* Begin RECORDS SUPPLIED *
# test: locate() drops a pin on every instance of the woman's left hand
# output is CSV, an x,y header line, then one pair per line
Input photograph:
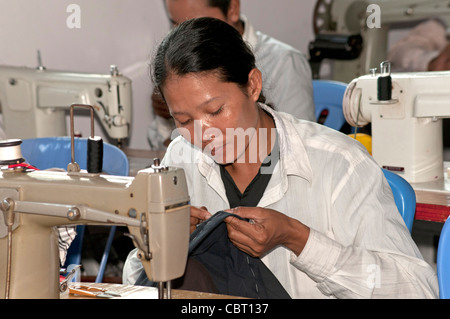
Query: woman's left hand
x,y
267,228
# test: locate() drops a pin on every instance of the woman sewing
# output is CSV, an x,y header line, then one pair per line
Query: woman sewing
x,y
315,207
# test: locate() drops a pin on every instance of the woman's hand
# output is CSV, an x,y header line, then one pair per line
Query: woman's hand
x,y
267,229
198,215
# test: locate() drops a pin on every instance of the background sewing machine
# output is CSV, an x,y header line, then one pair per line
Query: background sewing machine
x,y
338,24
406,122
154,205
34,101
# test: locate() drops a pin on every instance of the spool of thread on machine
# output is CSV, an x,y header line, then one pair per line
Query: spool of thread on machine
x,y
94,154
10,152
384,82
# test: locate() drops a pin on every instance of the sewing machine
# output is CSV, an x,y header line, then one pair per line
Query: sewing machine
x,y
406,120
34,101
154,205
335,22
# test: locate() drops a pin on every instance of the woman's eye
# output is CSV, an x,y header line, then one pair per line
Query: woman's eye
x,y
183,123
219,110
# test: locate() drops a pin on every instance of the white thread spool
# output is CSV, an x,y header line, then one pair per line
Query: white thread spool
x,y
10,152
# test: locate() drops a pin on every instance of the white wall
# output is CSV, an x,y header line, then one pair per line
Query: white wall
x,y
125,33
* End RECORDS SUPPLIED *
* Begin RECORDS SUPPLIED *
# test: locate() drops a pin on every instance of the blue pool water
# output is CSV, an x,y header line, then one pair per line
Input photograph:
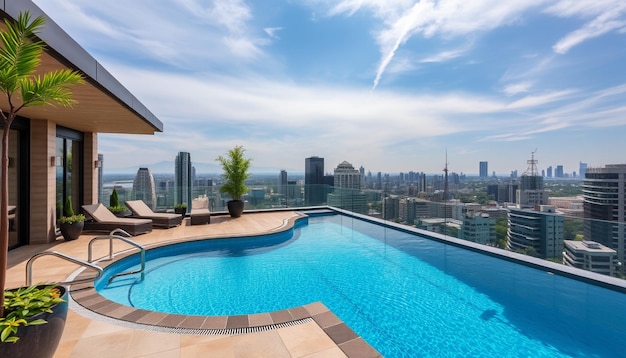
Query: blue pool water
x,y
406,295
* End RECORDS SUPPLIED *
AIM OF THE TASK -
Identify every line in the data above that contains the string "hand" and copy each one. Matching is case-sensitive.

FINISHED EXERCISE -
# test: locate() drops a pin on every instance of the woman's left hand
Query: woman's left hand
# test: locate() drops a pin on every instance of the woman's hand
Query: woman's hand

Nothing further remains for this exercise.